- [A fazer] Reproduza fielmente a parte do trecho sobre a análise política de Garman que começa em "Neste entrevista, ele" e termina em "tentativa de reeleição.".
----- Trecho selecionado
Diretor-executivo para as Américas da Eurasia, uma consultoria americana
especializada na avaliação de riscos políticos, ele foi um dos poucos entre
seus pares a afirmar, em meados de 2018, seis meses antes das eleições, que o
então candidato Jair
Bolsonaro tinha grandes chances de ir para o segundo turno e vencer o
pleito.
No fim de 2014, logo depois da reeleição da
ex-presidente Dilma
Rousseff, Garman antecipou que ela corria o risco de ser atingida ´por
uma “tempestade perfeita”, formada por um governo sem sustentação política e
baixa credibilidade no mercado, pela descoberta de um escândalo de corrupção
bilionário como o petrolão e por uma economia que mergulhava na recessão. Dois
anos depois, com o impeachment de
Dilma, seu diagnóstico se mostrou certeiro outra vez.
Neste entrevista, ele analisa o atual quadro político do
País e as perspectivas das eleições
de 2026. Ao contrário de muitos analistas, Garman diz que, mesmo se a
direita não marchar unida já no primeiro turno da disputa, terá chances de
vencer o presidente Luiz
Inácio Lula da Silva em sua provável tentativa de reeleição.
“Acredito que a percepção de que essa
eventual fragmentação da direita no primeiro turno diminuiria as chances de uma
vitória oposicionista nas eleições está muito exagerada”, afirma. “Mesmo se a
gente tiver uma direita fragmentada, ainda haverá muito tempo para poder
trabalhar qualquer nome da oposição que chegue ao segundo turno.”
----------
----- Excertos do conjunto
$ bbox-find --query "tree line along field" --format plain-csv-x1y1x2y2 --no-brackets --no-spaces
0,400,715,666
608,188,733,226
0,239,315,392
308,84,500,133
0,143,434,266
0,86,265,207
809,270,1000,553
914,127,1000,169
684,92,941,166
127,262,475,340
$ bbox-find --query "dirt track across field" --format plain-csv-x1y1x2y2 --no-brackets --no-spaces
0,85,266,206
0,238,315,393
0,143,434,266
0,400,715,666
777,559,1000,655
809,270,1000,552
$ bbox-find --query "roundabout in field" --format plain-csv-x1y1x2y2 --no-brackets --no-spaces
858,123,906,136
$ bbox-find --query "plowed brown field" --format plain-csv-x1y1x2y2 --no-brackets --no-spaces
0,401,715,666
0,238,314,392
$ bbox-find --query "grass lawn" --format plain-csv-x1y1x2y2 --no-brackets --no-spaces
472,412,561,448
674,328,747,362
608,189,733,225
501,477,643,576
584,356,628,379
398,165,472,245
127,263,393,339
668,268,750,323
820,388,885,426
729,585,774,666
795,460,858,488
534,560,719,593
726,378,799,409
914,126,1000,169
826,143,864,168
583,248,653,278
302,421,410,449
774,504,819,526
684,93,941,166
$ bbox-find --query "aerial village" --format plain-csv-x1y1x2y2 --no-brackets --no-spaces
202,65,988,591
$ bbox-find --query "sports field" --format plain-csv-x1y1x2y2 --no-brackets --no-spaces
----------
- [Exercício concluído]
Neste entrevista, ele analisa o atual quadro político do
País e as perspectivas das eleições
de 2026. Ao contrário de muitos analistas, Garman diz que, mesmo se a
direita não marchar unida já no primeiro turno da disputa, terá chances de
vencer o presidente Luiz
Inácio Lula da Silva em sua provável tentativa de reeleição.